Entries from a pointing dataset

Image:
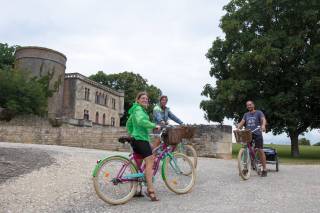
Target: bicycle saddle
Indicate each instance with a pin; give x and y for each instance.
(124, 139)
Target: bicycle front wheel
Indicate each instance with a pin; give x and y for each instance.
(189, 151)
(244, 164)
(108, 182)
(178, 173)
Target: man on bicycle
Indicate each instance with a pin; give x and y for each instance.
(161, 115)
(251, 120)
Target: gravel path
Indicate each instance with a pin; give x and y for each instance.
(66, 186)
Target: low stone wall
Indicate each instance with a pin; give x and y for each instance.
(209, 140)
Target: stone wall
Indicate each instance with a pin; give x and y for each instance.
(209, 140)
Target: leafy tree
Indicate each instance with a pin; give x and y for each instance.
(131, 84)
(271, 55)
(304, 141)
(20, 94)
(7, 55)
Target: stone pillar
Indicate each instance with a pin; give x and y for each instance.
(39, 62)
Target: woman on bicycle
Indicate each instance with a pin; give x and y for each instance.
(139, 126)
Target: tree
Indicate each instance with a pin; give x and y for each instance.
(271, 55)
(131, 84)
(20, 94)
(304, 142)
(7, 55)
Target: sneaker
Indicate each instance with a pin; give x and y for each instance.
(245, 171)
(264, 173)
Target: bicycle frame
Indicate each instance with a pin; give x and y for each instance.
(166, 151)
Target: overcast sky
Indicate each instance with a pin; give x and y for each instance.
(164, 41)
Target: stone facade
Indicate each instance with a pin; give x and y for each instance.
(209, 141)
(41, 61)
(86, 99)
(77, 100)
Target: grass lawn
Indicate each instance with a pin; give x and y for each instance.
(308, 154)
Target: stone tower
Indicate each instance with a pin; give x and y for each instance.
(39, 62)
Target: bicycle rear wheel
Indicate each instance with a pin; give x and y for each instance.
(178, 173)
(244, 164)
(189, 151)
(107, 183)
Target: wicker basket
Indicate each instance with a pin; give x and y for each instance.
(243, 136)
(174, 135)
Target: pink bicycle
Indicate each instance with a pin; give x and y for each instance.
(117, 178)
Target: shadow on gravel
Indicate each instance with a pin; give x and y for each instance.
(18, 161)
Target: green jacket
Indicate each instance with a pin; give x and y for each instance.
(139, 124)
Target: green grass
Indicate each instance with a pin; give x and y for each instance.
(308, 154)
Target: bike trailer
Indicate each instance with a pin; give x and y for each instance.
(271, 153)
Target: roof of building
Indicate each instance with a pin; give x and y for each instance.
(96, 84)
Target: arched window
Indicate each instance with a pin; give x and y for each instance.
(104, 119)
(99, 98)
(106, 100)
(113, 121)
(97, 117)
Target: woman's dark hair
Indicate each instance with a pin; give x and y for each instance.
(141, 94)
(162, 97)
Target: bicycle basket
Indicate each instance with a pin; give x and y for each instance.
(174, 135)
(243, 136)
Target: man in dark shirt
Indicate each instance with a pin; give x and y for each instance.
(252, 120)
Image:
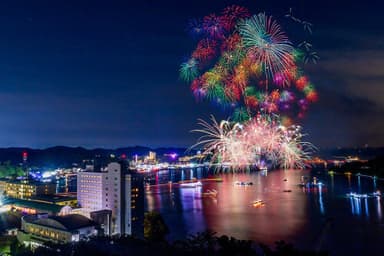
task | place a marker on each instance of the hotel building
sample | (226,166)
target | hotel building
(26,189)
(114,188)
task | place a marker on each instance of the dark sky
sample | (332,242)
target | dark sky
(105,73)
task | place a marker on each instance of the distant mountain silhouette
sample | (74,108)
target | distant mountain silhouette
(62,156)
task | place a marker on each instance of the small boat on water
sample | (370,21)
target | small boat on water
(210,193)
(243,183)
(258,203)
(191,184)
(263,168)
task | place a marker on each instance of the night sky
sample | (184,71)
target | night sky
(105,73)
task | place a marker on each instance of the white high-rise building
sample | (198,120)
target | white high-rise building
(113,189)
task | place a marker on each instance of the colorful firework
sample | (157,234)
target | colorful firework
(241,145)
(248,63)
(267,44)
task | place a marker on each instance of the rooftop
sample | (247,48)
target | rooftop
(70,222)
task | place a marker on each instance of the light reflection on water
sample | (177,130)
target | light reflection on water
(302,216)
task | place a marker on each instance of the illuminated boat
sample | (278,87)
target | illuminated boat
(243,183)
(263,168)
(191,184)
(258,203)
(210,193)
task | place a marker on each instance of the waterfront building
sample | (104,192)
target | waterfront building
(114,188)
(26,188)
(35,207)
(40,228)
(55,199)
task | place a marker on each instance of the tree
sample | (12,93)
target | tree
(155,228)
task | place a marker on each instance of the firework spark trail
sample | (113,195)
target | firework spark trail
(243,145)
(245,62)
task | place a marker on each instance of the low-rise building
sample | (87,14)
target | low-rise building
(34,207)
(56,199)
(40,228)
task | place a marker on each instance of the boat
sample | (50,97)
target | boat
(191,184)
(258,203)
(263,168)
(210,193)
(243,183)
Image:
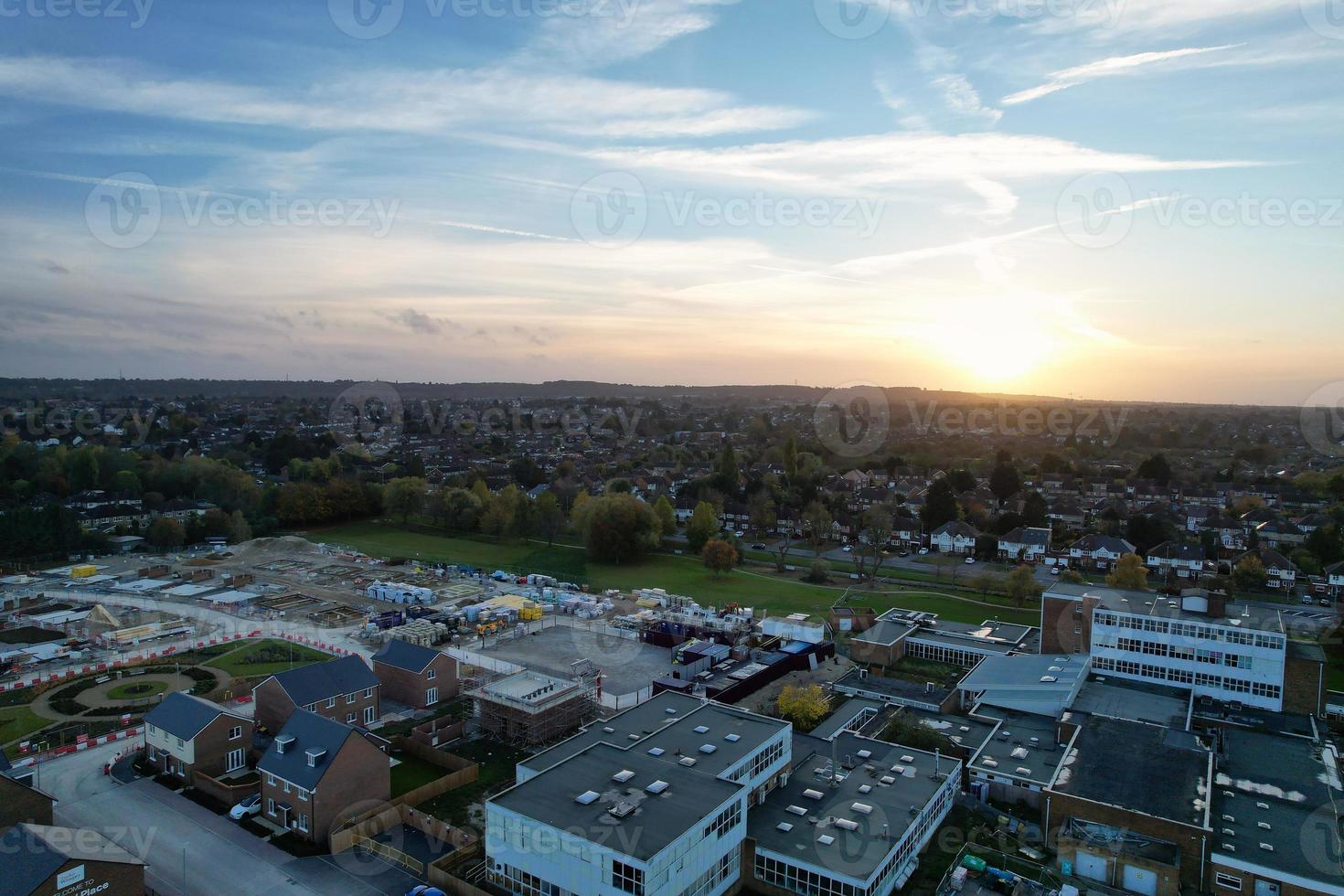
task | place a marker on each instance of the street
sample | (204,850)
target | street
(188,848)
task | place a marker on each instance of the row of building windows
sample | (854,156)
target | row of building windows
(709,881)
(517,880)
(1178,652)
(1184,676)
(1189,629)
(728,819)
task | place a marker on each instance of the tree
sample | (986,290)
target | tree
(1004,481)
(1129,574)
(804,706)
(1021,586)
(702,527)
(816,523)
(1250,572)
(617,528)
(165,532)
(720,557)
(1156,468)
(940,506)
(405,496)
(666,513)
(549,516)
(877,529)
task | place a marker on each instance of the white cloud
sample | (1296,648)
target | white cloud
(1109,68)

▶ _EXERCISE DIRECTIONS_
Produce an exact copy of each line of data, skipping embedded images.

▶ _SOLUTION TO THIS PROBLEM_
Image:
Target: bicycle saddle
Indicate each instance with a pin; give x and y for each instance.
(124, 139)
Target: bicycle front wheel
Indicate each instance with a pin; give x and y for each instance.
(189, 151)
(244, 164)
(108, 182)
(178, 173)
Target: man on bicycle
Indicate each instance with a pin; give x and y for each instance.
(161, 115)
(251, 120)
Target: gravel path
Indicate each instance with a pin; give x and y for each instance.
(66, 186)
Target: low stone wall
Indicate each instance with a pin; give x and y for each instance.
(209, 140)
Target: stone wall
Indicate each instance with a pin; give x and y for each instance.
(209, 140)
Target: leafy tree
Indicate each instance with a pin; give x and y for each instance.
(131, 84)
(271, 55)
(304, 141)
(20, 94)
(7, 55)
Target: stone pillar
Indicate each instance with a pin; give x and y for each instance.
(39, 62)
Target: woman on bicycle
Indicate each instance with a pin; give x and y for each instance.
(139, 126)
Target: tree
Indicate each instance with a pin; give x and y for each instance.
(271, 55)
(131, 84)
(20, 94)
(304, 142)
(7, 55)
Target: sneaker
Indicate each instance with a pin; give x and y for each instance.
(245, 171)
(264, 173)
Target: bicycle frame
Indicate each instance with a pin; give x and y for each instance.
(166, 151)
Target: overcast sky
Indicate each instance with a pin; give x and y for each instance.
(164, 41)
Target: stone facade
Indicate each instance with a pin; give x and y for each instance.
(209, 141)
(41, 61)
(86, 99)
(77, 100)
Target: grass lawn
Indicate each instance with a pin; give x and y for each instance.
(308, 154)
Target: stone tower
Indicate each instance with a pin; give x and y for each instance.
(39, 62)
Target: bicycle rear wheel
Indicate each instance with a pin; give x and y for each instance.
(178, 173)
(244, 164)
(189, 151)
(107, 183)
Target: wicker basket
Indicate each instance with a pin; give x and y for each instance.
(243, 136)
(174, 135)
Target: pink bicycle
Indicate each instance with a pin; give x and y for each instance.
(117, 178)
Target: shadow on gravel
Indicate each instance with a pin; give x and y for each instance.
(18, 161)
Target: green jacket
Indicate each instance with a pin; give x and y for each instance.
(139, 124)
Target: green grass
Indicate each instance with a pin; give x and y for each instance.
(308, 154)
Target: bike trailer
Indicate each instance with a pin; give x and y for each instance.
(271, 153)
Target: roof of building
Indicate each instance with a pin; give x and y for each instance.
(96, 84)
Target: arched window
Indicate each instance with a pin; give x and y for each instance.
(104, 119)
(99, 98)
(106, 100)
(113, 121)
(97, 117)
Target: woman's dark hair
Indicate each instance with a pin; give x and y for each instance.
(141, 94)
(162, 97)
Target: bicycle basket
Indicate each instance with a pin; give x and y for each instance.
(174, 135)
(243, 136)
Target: man in dark shirt
Indicate each instance with a pin; give x and y for each instance.
(252, 120)
Image:
task | place a marker on each instance of the hotel building
sample | (226,166)
target | hotel building
(26,189)
(114,188)
task | place a marker on each instance of the dark sky
sample | (332,242)
target | dark sky
(105,73)
task | place a marker on each instance of the distant mountain silhouette
sample | (74,108)
target | distant mountain silhouette
(62,156)
task | place a marker on each instance of the small boat on water
sample | (370,21)
target | small boat on water
(210,193)
(243,183)
(258,203)
(191,184)
(263,168)
task | place a marker on each instance of the night sky
sample | (184,71)
target | night sky
(105,73)
task | place a marker on each instance of the white high-rise building
sample | (198,120)
target | white high-rise building
(113,189)
task | place a marker on each instance of the colorful firework
sample | (157,234)
target | colorful firework
(241,145)
(248,63)
(267,44)
task | place a marker on each instance of the rooftop
sample | (247,48)
target | rooftop
(70,222)
task | place a marker on each instance of the light reflection on water
sample | (177,130)
target | light reflection on water
(302,216)
task | place a marker on each instance of the illuminated boat
sample | (278,87)
target | illuminated boat
(243,183)
(263,168)
(191,184)
(258,203)
(210,193)
task | place a marker on each instance of the waterfront building
sample | (104,192)
target | waterfront building
(114,188)
(26,188)
(35,207)
(40,228)
(55,199)
task | place a marker on each instance of the tree
sample | (12,93)
target | tree
(155,228)
task | place a marker on each instance of the firework spark trail
sample | (113,195)
target | firework spark trail
(243,145)
(245,62)
task | place a marker on each instance of the low-rise building
sample | (87,14)
target | low-rise building
(34,207)
(56,199)
(40,228)
task | place a marker on each instance of the boat
sample | (50,97)
target | boat
(191,184)
(258,203)
(263,168)
(210,193)
(243,183)
Image:
task | place a marker on each instance of the street
sample | (204,850)
target | street
(188,848)
task | place a marker on each instance of the row of building windows
sample | (854,156)
target | row of building windows
(709,881)
(517,880)
(1178,652)
(1184,676)
(1189,629)
(728,819)
task | place a marker on each instance of the tree
sample | (986,290)
target | tree
(1004,481)
(1129,574)
(804,706)
(1021,586)
(702,527)
(816,523)
(1250,572)
(617,528)
(165,532)
(720,557)
(1156,468)
(940,506)
(405,496)
(666,513)
(549,516)
(877,529)
task | place a marker on each instance of the white cloud
sample | (1296,648)
target | white cloud
(1109,68)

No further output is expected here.